## PROVIDED INFORMATION
....

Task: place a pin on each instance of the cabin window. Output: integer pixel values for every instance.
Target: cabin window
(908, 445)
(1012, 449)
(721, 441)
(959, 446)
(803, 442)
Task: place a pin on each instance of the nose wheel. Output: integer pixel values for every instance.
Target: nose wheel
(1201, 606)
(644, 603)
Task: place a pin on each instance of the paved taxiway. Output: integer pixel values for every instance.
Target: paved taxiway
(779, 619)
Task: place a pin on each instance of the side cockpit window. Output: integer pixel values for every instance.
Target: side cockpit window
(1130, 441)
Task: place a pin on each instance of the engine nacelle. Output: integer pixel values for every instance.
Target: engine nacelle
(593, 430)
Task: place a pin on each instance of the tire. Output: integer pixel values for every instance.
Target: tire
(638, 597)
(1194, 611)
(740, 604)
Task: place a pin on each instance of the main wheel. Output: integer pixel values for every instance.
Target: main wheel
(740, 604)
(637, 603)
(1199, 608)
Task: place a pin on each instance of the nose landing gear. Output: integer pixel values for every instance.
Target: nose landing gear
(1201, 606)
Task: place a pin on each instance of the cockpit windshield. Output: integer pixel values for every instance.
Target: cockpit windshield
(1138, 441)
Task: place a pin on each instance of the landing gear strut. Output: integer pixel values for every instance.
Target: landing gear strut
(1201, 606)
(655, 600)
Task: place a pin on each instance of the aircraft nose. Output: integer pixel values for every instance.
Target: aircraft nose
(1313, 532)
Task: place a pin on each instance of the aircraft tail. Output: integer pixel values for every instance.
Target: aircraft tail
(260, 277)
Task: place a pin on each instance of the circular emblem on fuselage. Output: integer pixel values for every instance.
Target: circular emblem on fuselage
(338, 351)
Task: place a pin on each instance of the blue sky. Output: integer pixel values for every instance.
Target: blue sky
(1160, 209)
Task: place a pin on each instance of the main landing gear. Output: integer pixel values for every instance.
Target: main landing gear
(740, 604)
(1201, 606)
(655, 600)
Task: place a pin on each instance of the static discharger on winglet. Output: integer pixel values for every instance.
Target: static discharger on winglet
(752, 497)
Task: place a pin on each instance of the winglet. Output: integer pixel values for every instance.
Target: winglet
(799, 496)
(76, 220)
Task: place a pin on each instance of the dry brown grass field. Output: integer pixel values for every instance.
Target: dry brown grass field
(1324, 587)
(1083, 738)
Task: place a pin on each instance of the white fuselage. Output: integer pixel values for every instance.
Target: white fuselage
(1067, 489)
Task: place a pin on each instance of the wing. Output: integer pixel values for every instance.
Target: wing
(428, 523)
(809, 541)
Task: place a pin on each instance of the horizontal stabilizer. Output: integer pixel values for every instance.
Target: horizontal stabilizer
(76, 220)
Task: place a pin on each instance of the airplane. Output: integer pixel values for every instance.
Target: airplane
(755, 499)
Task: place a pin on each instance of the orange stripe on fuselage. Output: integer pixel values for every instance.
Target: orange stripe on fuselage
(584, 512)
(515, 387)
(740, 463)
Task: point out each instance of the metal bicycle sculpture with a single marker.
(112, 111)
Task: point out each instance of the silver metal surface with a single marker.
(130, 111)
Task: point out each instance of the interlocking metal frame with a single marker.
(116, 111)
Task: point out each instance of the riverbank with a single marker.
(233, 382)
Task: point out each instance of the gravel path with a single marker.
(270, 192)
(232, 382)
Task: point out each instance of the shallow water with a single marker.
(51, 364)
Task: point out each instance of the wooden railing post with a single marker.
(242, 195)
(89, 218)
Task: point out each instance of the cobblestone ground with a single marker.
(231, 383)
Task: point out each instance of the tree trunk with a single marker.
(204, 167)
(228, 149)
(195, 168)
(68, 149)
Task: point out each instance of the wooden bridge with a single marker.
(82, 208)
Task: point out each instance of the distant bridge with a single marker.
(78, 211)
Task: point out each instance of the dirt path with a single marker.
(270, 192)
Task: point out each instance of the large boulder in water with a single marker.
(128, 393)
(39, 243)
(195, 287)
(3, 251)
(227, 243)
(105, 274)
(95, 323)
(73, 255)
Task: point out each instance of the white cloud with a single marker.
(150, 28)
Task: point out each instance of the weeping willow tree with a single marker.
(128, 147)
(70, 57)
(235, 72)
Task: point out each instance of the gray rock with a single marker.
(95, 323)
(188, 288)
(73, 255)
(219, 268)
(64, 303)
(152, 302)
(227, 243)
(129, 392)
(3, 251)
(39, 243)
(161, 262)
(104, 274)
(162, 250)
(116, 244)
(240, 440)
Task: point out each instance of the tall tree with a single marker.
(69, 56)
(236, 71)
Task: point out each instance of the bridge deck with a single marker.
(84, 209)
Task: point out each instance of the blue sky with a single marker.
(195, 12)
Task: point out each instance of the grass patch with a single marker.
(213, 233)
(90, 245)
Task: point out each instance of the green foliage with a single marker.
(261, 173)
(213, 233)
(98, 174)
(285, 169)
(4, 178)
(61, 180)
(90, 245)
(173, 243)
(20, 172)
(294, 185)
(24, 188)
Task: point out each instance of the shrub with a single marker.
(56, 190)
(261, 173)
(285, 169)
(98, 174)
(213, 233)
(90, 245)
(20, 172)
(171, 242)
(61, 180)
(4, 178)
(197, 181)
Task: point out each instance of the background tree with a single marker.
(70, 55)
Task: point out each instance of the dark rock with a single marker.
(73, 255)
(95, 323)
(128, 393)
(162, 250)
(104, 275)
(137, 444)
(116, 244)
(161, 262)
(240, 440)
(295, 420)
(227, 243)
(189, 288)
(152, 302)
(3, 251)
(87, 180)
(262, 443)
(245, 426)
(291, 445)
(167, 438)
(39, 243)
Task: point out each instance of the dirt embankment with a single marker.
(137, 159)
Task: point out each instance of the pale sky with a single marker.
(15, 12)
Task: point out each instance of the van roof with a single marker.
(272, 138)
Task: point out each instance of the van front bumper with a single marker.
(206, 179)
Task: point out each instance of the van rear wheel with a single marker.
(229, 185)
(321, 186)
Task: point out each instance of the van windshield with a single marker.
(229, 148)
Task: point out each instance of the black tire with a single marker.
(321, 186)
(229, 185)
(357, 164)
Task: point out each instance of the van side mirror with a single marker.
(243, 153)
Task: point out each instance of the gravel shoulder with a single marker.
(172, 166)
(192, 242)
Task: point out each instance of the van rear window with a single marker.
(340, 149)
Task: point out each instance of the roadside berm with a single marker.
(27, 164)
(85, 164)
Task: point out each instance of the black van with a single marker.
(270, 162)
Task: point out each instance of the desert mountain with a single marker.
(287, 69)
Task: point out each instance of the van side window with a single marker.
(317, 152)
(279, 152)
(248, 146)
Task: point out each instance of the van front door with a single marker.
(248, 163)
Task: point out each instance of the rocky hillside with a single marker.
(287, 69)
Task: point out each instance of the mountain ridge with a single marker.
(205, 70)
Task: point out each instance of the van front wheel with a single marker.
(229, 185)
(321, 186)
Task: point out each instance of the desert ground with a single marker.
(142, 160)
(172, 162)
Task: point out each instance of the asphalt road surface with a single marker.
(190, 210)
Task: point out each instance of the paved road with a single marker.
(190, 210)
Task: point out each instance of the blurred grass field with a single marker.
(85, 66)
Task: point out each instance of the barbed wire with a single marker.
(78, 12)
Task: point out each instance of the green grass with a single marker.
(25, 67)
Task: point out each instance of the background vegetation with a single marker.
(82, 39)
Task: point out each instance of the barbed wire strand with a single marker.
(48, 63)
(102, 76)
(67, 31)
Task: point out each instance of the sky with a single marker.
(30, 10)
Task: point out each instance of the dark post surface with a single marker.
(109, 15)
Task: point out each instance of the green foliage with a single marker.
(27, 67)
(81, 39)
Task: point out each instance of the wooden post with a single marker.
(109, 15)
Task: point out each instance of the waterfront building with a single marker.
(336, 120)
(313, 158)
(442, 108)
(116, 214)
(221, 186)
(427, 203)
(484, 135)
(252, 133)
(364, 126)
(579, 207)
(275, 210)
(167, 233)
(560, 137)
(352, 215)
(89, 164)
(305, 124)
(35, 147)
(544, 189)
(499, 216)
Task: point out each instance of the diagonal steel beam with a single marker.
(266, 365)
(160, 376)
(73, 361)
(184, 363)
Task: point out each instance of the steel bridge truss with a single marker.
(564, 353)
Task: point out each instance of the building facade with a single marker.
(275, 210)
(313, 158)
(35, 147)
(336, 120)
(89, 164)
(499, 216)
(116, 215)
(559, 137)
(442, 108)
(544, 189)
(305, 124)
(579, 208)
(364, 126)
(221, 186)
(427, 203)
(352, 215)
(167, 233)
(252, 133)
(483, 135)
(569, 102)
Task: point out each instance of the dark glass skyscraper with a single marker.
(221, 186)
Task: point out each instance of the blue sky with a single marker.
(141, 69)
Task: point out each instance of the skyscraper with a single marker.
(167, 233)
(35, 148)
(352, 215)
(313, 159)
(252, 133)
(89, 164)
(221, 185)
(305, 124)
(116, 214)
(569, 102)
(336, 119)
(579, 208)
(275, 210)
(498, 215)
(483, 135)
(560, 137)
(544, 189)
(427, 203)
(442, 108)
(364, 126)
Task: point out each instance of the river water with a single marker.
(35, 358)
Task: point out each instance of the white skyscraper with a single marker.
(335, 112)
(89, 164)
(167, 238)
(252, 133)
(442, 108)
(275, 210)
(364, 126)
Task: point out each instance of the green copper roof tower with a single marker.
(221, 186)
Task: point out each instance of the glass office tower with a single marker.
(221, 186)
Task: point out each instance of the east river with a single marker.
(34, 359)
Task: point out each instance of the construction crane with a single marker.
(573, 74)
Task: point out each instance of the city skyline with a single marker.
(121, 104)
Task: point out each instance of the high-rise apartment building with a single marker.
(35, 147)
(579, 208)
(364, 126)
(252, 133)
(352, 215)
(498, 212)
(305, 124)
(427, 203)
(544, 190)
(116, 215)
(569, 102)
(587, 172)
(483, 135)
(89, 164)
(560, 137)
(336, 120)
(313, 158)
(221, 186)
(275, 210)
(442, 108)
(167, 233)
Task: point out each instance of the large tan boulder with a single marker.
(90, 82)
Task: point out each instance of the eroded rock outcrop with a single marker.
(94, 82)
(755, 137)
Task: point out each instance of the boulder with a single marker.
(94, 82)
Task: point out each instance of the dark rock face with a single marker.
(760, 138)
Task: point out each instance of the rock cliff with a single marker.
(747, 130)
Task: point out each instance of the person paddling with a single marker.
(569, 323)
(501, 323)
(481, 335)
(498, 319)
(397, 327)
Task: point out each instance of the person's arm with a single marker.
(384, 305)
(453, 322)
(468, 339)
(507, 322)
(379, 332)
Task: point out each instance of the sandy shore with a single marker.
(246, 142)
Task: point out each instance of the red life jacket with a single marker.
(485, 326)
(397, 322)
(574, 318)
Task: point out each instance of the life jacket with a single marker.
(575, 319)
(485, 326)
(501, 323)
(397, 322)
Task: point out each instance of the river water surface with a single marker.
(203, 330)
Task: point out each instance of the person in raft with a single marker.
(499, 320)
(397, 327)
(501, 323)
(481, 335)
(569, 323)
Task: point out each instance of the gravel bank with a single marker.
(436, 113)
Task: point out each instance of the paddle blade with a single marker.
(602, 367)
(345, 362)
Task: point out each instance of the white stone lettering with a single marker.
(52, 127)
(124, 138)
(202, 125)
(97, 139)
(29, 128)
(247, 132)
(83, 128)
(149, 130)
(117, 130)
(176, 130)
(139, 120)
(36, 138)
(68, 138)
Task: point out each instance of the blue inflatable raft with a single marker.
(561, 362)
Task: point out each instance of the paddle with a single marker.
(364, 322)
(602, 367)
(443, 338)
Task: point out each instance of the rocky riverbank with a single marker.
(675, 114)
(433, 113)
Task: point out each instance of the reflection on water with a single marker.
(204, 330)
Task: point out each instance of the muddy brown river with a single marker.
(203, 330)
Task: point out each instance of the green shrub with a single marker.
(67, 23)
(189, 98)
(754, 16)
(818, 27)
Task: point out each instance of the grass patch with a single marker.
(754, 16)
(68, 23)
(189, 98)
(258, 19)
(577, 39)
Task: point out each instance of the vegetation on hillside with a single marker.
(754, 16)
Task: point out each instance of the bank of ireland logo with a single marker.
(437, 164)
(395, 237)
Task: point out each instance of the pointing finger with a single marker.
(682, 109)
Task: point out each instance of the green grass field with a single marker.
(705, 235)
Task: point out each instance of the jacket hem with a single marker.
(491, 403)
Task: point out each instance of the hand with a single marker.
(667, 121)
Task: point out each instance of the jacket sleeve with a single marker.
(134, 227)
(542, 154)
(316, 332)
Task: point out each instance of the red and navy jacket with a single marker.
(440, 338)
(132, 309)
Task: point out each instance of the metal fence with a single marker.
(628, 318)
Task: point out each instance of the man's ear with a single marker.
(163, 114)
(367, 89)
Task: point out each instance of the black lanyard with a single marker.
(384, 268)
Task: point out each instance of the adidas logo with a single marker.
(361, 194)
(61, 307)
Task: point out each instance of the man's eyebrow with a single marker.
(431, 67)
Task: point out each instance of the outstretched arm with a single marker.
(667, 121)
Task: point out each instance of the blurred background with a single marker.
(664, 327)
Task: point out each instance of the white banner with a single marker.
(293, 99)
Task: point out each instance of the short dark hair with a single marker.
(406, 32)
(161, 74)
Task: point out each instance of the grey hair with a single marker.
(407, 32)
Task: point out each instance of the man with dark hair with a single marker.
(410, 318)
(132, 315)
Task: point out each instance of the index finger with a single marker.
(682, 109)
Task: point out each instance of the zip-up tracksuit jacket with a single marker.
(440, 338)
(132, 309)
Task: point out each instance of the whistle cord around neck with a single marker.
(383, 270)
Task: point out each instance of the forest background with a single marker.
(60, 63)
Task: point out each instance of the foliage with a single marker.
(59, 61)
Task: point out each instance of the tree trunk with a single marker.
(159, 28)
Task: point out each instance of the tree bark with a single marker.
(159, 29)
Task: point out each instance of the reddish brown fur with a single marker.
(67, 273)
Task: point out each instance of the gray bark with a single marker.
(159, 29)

....

## EXERCISE DIRECTIONS
Beginning with the line in which "Task: point out each instance of the reddish" appears, set down each line through the last one in the listing, unchanged and with no extras.

## EXPECTED ANSWER
Task: point out each instance of the reddish brown fur with a single marker.
(67, 273)
Task: point out each instance of the gray bark with a single marker.
(159, 29)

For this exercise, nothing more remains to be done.